And again, this is the meandering journey. About the same time, I was actually on a site visit to UC Santa Cruz, and there was this wonderful astrophysicist named Jerry Nelson who hands me this beat-up old paperback called Earth Abides. This is a book from the 1940s, and I couldn’t put it down. It’s this haunting novel where one man emerges from the mountains to find civilization gone and spends the rest of his life trying to rebuild it and fails. The message stuck with me. Technology is fragile, but society is even more so. I basically decided that our progress, our survival, depends as much on our values and policies as our inventions.

And then of course, at the same time, I’m seeing that many of our biggest problems, including Challenger and Chernobyl, but also climate change, energy, sustainability, space debris, they aren’t engineering problems anymore, they’re policy problems. One thing, especially in the space sector, that became clear to me is that solving off-planet challenges often helps solve problems right here on Earth.

Margonelli: Let’s back up a little bit. You had a degree in science policy, and that’s when you went to the Institute for Defense Analyses?

Lal: I worked at a private consulting firm called Abt Associates for a decade, where I actually did policy, but it was the breadth of policy, so I did science policy, economic policy, international policy. They kind of give me exposure to all areas of policy, and it was an extraordinary learning experience.

Margonelli: Wow.

Lal: And then I moved to IDA, yes.

Margonelli: When you were at IDA, you still weren’t doing space exclusively?

Lal: I wasn’t. I was working on science and innovation policy, doing a lot of work around evaluating NSF and NIH programs and deciding if they were working. One of my favorite evaluations was looking at the NIH Director’s Pioneer Award program, which was, at the time, a high-risk, high-reward research program, and we didn’t know how to measure them, so we had to invent new metrics to examine how you measure innovation in science. It wasn’t done. So that was a lot of fun. But yeah, over time, I realized that… I read the book, and I felt that I need to save civilization, and how do I save civilization? Maybe we need to expand in space. Maybe Earth has been our cradle for 200,000 years, at least as human beings. What happens if something happens to Earth? That’s kind of where my entry to space began.

But I think, for me, the biggest surprise, Lisa, was that the space sector was so unanalytical. It was full of true believers and, I’ll say it, hype artists, people who want to sell snake oil. But there were few people doing the basic arithmetic, like whether a private space station could actually make money, or whether mining asteroids would ever be profitable, or at least be profitable in the next decade. The loudest voices often had the most to gain. Since analysis was my jam, I figured, “Hey, why not jump in and help bring some rigor to the conversation?”

Dataset entries

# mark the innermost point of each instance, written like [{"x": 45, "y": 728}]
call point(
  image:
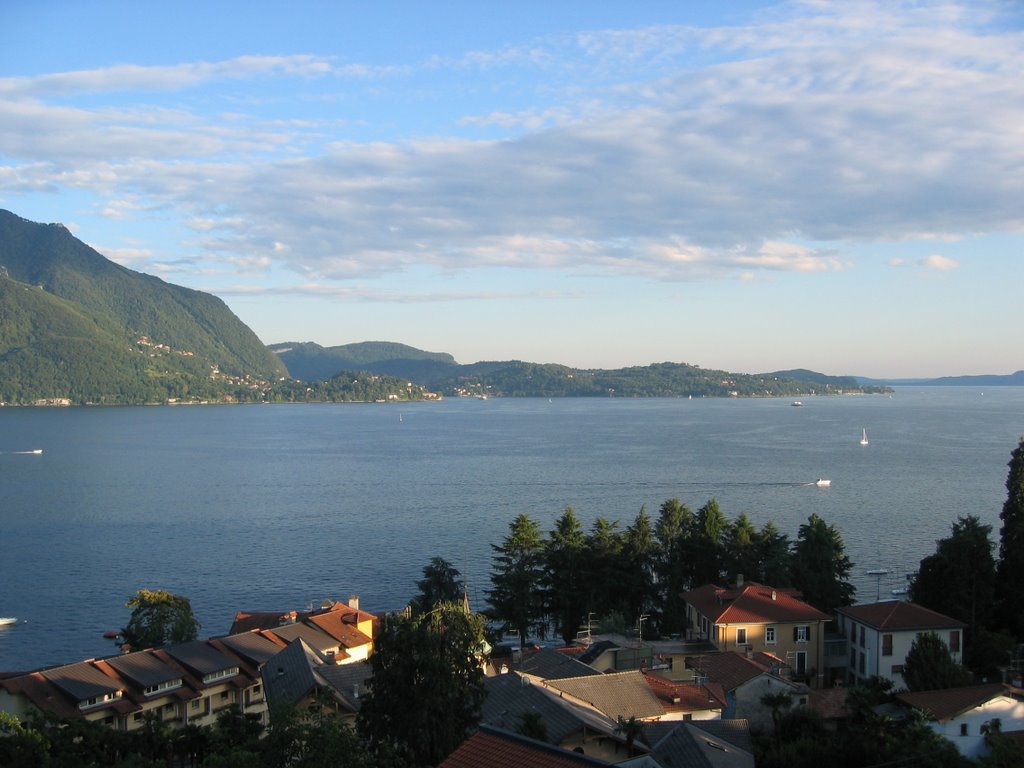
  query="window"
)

### [What you need to do]
a. Select every line in the entries that contains the string "point" and copy each one out.
b. Please extend the interview on science and space policy, picking up after its last sentence.

### [Answers given]
a.
# mark the innermost point of each instance, written like [{"x": 45, "y": 728}]
call point(

b.
Margonelli: You were sort of sharpening your tools in all these different policy domains. You were learning to make metrics. You were learning to examine what was going on at NIH and what was going on at NSF. And then you decided that you were going to really focus on space because you saw this opportunity.

Lal: That’s a really insightful observation, Lisa, that I was learning all these different things. What was the norm in the evaluation community was seen as, “Wow, this is interesting in the space community.” So I’m bringing these insights laterally from one field to another, which I don’t think we do enough of. I think we need to do a lot more cross-pollination of capabilities. One thing I want to do more of is bring more cost-benefit analysis practices in the space sector. We have a James Webb Space Telescope, which cost 10 or $12 billion. Was that the best use of our money, given that the opportunity cost could have been a hundred smaller telescopes? That is not the kind of analysis we do when we make decisions in this domain.

Margonelli: Part of that, I think, has maybe a little bit to do with NASA’s formation and the way that projects and money are allocated through the legislative system, that projects develop champions and kind of move along.

Lal: Yes, that’s exactly right. NASA has a very strong sort of… there’s this parochialness to NASA projects and missions. We have a center in Alabama, the Marshall Space Flight Center, which does nuclear thermal propulsion, which is one way of propulsion to get to Mars or get to far-off places in space. The Alabama delegation in Congress is very, very powerful, so NASA funds nuclear thermal propulsion, not because it is a top priority, but because that’s what the Alabama delegation… which had its personnel and the appropriations subcommittees. I can give you 100 examples of things that either got created or got killed because of some congressional priority, but that isn’t the only one.

There is also, in the science world, the decadal process where scientists come together to tell NASA what their top priorities are. So yes, NASA has a lot of outsiders telling it what it must do, and so I always find it interesting when NASA gets blamed for things that go wrong. The most recent one is… Well, NASA’s funding these boondoggles, SLS, Space Launch System, which is an expensive rocket. NASA wasn’t the one that made the decision to proceed with SLS. Congress made NASA do it. Now, NASA… I can just give you a million examples, Lisa, of how decisions get made. That’s something I try to teach my students, that it isn’t even about the perfect analysis. After you do the analytical work, you need to overlay the stakeholder perspective just to kind of see where the politics are at, and that’s why I didn’t want to give that Harvey Brooks definition of science policy because it’s nice and it’s easy and it makes it look wonderful and clean, but the reality is it’s sausage making.

Margonelli: All right. Let’s talk about your career in sausage making because the most amazing thing happens. You’re at Institute for Defense Analyses, you start focusing on space policy, and then tell me what happens.

Lal: This was the other funny thing. I did a mid-career PhD, so I finished a PhD in 2012, and our then-director said, “Hey, what do you want to do next?” I’m not sure if she was hinting I should leave. I don’t know. Maybe she was. I said, “You know what? I would like to do space policy. I’m thinking about this.” I walked her through my rationale, and she said, “Sure. I don’t know how to help you, but go do.” So then, I had to figure out, “Well, what are the important problems in space?” There was a bunch of thinking that happened, and I decided that there’s this new thing that is becoming much bigger, commercial space. The first report I did was “What are these emerging trends in commercial space?” It was co-funded by the intelligence community and NASA. It was a good start. There was so much excitement around this new thing that was coming out of a private industry that was worth looking at, so that’s what we did.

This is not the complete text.